*** DATASET RECORDS
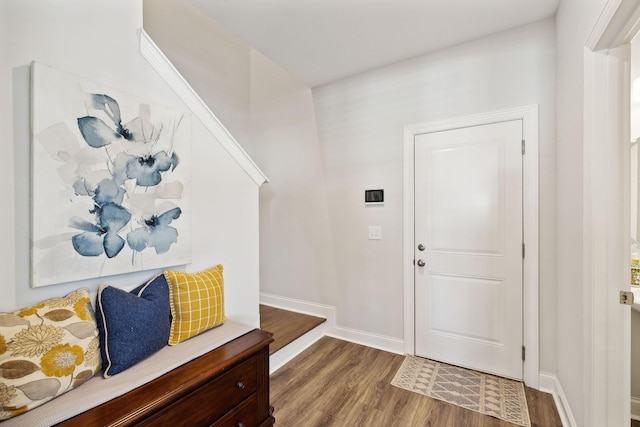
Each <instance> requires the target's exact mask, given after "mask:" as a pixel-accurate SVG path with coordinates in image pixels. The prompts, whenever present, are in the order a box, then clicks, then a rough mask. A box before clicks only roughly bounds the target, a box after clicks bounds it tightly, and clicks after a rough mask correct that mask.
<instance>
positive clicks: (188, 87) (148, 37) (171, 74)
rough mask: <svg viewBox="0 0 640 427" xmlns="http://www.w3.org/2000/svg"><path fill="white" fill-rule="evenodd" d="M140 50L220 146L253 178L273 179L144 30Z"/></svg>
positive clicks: (251, 178)
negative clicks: (223, 124) (205, 103)
mask: <svg viewBox="0 0 640 427" xmlns="http://www.w3.org/2000/svg"><path fill="white" fill-rule="evenodd" d="M140 53H141V54H142V56H143V57H144V58H145V59H146V60H147V61H149V64H151V66H152V67H153V69H154V70H155V71H156V72H157V73H158V74H159V75H160V76H161V77H162V78H163V79H164V81H165V82H167V84H168V85H169V86H170V87H171V89H173V90H174V91H175V92H176V94H177V95H178V96H179V97H180V99H182V101H183V102H184V103H185V104H186V105H187V107H189V109H190V110H191V112H192V113H193V114H194V115H195V116H196V117H197V118H198V119H199V120H200V121H201V122H202V124H203V125H204V126H205V127H206V128H207V130H208V131H209V132H211V134H212V135H213V137H214V138H215V139H216V140H218V142H219V143H220V145H222V147H224V149H225V150H226V151H227V152H228V153H229V155H230V156H231V157H232V158H233V159H234V160H235V161H236V163H238V165H239V166H240V167H241V168H242V169H243V170H244V171H245V172H246V173H247V175H249V177H250V178H251V179H252V180H253V181H254V182H255V183H256V185H258V186H261V185H262V184H264V183H265V182H268V181H269V180H268V179H267V177H266V176H265V174H264V173H263V172H262V171H261V170H260V168H259V167H258V166H257V165H256V164H255V163H254V161H253V160H252V159H251V157H249V155H248V154H247V153H246V151H244V149H243V148H242V147H241V146H240V144H238V141H236V139H235V138H234V137H233V135H231V133H230V132H229V131H228V130H227V128H225V127H224V125H223V124H222V123H221V122H220V120H218V118H217V117H216V115H215V114H213V112H212V111H211V109H210V108H209V107H208V106H207V104H205V103H204V101H203V100H202V98H200V96H198V94H197V93H196V92H195V91H194V90H193V88H192V87H191V85H189V83H187V81H186V80H185V79H184V77H183V76H182V74H180V72H179V71H178V70H177V69H176V68H175V67H174V66H173V64H172V63H171V61H169V59H168V58H167V57H166V56H165V55H164V53H162V51H161V50H160V48H159V47H158V46H157V45H156V44H155V43H154V42H153V40H152V39H151V37H149V35H148V34H147V33H146V32H145V31H144V30H142V29H141V30H140Z"/></svg>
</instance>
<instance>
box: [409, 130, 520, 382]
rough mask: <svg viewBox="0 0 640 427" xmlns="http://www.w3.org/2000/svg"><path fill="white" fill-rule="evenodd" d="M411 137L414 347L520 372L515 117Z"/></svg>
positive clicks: (489, 371)
mask: <svg viewBox="0 0 640 427" xmlns="http://www.w3.org/2000/svg"><path fill="white" fill-rule="evenodd" d="M414 141H415V142H414V143H415V147H414V149H415V155H414V159H415V195H414V197H415V199H414V200H415V259H416V267H415V322H416V324H415V335H416V336H415V347H416V348H415V353H416V355H419V356H423V357H427V358H430V359H434V360H439V361H442V362H446V363H450V364H454V365H458V366H464V367H468V368H471V369H476V370H479V371H484V372H488V373H492V374H496V375H500V376H503V377H508V378H514V379H522V373H523V369H522V368H523V364H522V363H523V362H522V343H523V340H522V289H523V287H522V283H523V282H522V265H523V238H522V233H523V229H522V121H521V120H513V121H507V122H501V123H493V124H487V125H482V126H472V127H468V128H462V129H454V130H448V131H442V132H435V133H428V134H422V135H417V136H416V137H415V140H414ZM423 262H424V265H423V266H422V264H423Z"/></svg>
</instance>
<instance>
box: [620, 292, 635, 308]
mask: <svg viewBox="0 0 640 427" xmlns="http://www.w3.org/2000/svg"><path fill="white" fill-rule="evenodd" d="M620 304H623V305H633V292H628V291H620Z"/></svg>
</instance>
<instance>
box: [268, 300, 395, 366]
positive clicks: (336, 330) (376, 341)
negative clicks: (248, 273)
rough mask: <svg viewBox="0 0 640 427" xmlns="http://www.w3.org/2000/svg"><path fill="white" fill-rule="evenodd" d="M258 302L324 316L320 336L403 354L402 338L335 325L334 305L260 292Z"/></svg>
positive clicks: (318, 316) (316, 340)
mask: <svg viewBox="0 0 640 427" xmlns="http://www.w3.org/2000/svg"><path fill="white" fill-rule="evenodd" d="M260 304H264V305H268V306H271V307H276V308H281V309H283V310H288V311H293V312H296V313H302V314H308V315H311V316H318V317H324V318H325V319H327V321H326V322H325V323H324V324H323V325H324V326H323V328H322V329H321V330H322V336H324V335H326V336H329V337H332V338H337V339H341V340H344V341H349V342H353V343H356V344H361V345H365V346H367V347H372V348H377V349H378V350H383V351H388V352H390V353H395V354H404V342H403V340H402V339H399V338H394V337H388V336H385V335H379V334H374V333H372V332H367V331H360V330H357V329H351V328H346V327H343V326H338V325H336V318H337V316H336V308H335V307H334V306H330V305H324V304H317V303H314V302H308V301H302V300H297V299H293V298H287V297H281V296H277V295H271V294H265V293H260ZM319 338H321V337H318V338H316V339H315V340H313V341H311V342H310V344H308V345H311V344H313V343H314V342H315V341H317V339H319ZM308 345H307V346H306V347H304V348H301V349H300V350H299V351H298V352H297V353H296V354H294V355H293V356H292V357H291V358H293V357H295V356H296V355H297V354H299V353H300V352H302V350H304V349H305V348H307V347H308ZM287 357H288V356H287ZM291 358H289V360H291Z"/></svg>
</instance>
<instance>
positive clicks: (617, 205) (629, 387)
******
**EXERCISE GOAL**:
Extract the lines of the records, starting at the very beginning and ending at the line that contains "positive clicks: (251, 178)", both ends included. Reproduce them unchanged, and leave the pictures out of the answer.

**SOLUTION FOR THIS EXERCISE**:
Each <instance> requires the target's exact mask, given after "mask:" as a pixel-accurate SVG path with coordinates in image pixels. The prompts, whenever present, are in the order a box, then clicks, then a rough mask. A box before clicks only roughly bounds the target, a box after clicks bounds it tightly, and clicks after a rough mask correct that mask.
<instance>
positive clicks: (188, 87) (148, 37) (171, 74)
rough mask: <svg viewBox="0 0 640 427" xmlns="http://www.w3.org/2000/svg"><path fill="white" fill-rule="evenodd" d="M140 50L220 146L253 178L273 179L144 30Z"/></svg>
positive clicks: (251, 178)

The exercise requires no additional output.